I’ll just quote my prior post and show you some new things, so you know where I’m at.
“Its late for me, and I plan to expand this post a bit later — but I’ve finally done it. Took some geometry from within Houdini, extracted what I needed from it to pipe the output into a custom python voxel writer that outputs Magica-compatible .vox files.”
“The header image you see is Houdini, with a Python shell open showing the output of some things I was keeping track of. Too exciting. Don’t know if I’ll be able to sleep well tonight knowing there’s even more possible now.”

Houdini has always intrigued me.
I came to know about it via a circuitous route, working with various 3D programs and hearing that there was one that had an alarming deepness to it. This put me off for a while, because the last thing I needed was relearning how to make a cube or somesuch thing.
You know, that sinking feeling in your gut when you realize that in order to use a tool, you have to not only learn IT, but a bunch of principles that went into making it a tool in the first place. This bifurcating knowledge diagram always made me shy away, and frankly, that was a mistake.
Let me demonstrate how deep this rabbit hole can go, with a series of pictures.

The picture above is a node. A simple geometry node just minding its own business in the node view of Houdini. If you are familiar with other tools that operate on 3D objects, this isn’t a foreign concept. Some game engines have built-in editors that use nodes of a type to process geometry and do other things, like Unreal Engine.
I won’t be referring to these via their “official” pathnames, (offending Houdini purists everywhere) because there is enough to learn and I just want to show you a small part of the complexity (and richness) of Houdini compared to other things. For most programs, you don’t go much deeper than this, maybe a level or so.

Here I’ve clicked on that node and this is what reveals itself. The official path is “/obj/geo1”, but I prefer to describe this as level two. Much like an elevator or a deep mineshaft to the core of the earth, we have much further to go. Next, I’ll click on the “Kino.mVoxelizer1” node.

■ **Point-per-instance localization data**
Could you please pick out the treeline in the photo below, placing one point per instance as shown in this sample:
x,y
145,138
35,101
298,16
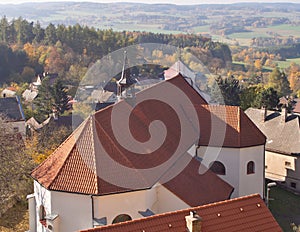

■ **Your tasks**
1) In the Houdini post, what official path is given for the level revealed after clicking the geometry node?
2) Write out the passage of the Houdini post from "I’ll just quote" to "or somesuch thing.", word for word.
This material is separate from the Houdini post.

■ **Solution list**
1) /obj/geo1

2)
I’ll just quote my prior post and show you some new things, so you know where I’m at.
“Its late for me, and I plan to expand this post a bit later — but I’ve finally done it. Took some geometry from within Houdini, extracted what I needed from it to pipe the output into a custom python voxel writer that outputs Magica-compatible .vox files.”
“The header image you see is Houdini, with a Python shell open showing the output of some things I was keeping track of. Too exciting. Don’t know if I’ll be able to sleep well tonight knowing there’s even more possible now.”

Houdini has always intrigued me.
I came to know about it via a circuitous route, working with various 3D programs and hearing that there was one that had an alarming deepness to it. This put me off for a while, because the last thing I needed was relearning how to make a cube or somesuch thing.